(Collected data entries)
- - - - -
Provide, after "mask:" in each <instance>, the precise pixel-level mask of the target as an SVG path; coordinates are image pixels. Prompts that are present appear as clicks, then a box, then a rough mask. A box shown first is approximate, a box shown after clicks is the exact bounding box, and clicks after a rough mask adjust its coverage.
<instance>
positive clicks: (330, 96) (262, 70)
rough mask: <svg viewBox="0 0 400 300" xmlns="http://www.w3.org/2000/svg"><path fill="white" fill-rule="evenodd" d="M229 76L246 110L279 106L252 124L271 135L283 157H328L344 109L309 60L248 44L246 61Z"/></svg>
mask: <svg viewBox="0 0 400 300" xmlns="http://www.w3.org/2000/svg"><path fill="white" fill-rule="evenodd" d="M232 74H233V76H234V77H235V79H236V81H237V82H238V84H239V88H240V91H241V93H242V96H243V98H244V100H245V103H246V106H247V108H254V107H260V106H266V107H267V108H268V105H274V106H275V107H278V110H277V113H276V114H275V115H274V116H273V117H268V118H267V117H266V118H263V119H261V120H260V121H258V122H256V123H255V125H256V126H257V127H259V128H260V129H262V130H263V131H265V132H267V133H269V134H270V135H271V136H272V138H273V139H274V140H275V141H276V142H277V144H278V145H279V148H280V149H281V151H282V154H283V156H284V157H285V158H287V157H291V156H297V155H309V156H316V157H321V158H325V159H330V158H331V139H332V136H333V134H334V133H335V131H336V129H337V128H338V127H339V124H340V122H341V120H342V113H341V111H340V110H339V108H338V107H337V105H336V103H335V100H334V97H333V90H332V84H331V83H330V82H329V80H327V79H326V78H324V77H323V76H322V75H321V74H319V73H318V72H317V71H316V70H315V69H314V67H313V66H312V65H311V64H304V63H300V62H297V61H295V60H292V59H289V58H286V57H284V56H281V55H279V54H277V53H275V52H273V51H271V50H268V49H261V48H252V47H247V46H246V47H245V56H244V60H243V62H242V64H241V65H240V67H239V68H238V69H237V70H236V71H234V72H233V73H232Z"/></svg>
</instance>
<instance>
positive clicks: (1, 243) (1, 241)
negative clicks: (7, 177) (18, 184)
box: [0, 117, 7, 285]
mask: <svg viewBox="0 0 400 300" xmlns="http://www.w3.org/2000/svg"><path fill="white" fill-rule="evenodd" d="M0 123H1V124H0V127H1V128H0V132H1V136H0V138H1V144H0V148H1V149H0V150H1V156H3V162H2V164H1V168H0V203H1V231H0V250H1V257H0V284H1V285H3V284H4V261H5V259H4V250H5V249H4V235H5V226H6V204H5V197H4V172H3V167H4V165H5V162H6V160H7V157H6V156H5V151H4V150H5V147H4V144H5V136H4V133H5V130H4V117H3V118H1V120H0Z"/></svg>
- - - - -
Whenever the word "clicks" appears in a line above, copy that line.

RESPONSE TO THE TASK:
Provide, after "mask:" in each <instance>, the precise pixel-level mask of the target as an SVG path; coordinates are image pixels. Prompts that are present appear as clicks, then a box, then a rough mask. A box shown first is approximate, a box shown after clicks is the exact bounding box, and clicks after a rough mask adjust its coverage.
positive clicks: (330, 96) (262, 70)
positive clicks: (1, 243) (1, 241)
negative clicks: (7, 177) (18, 184)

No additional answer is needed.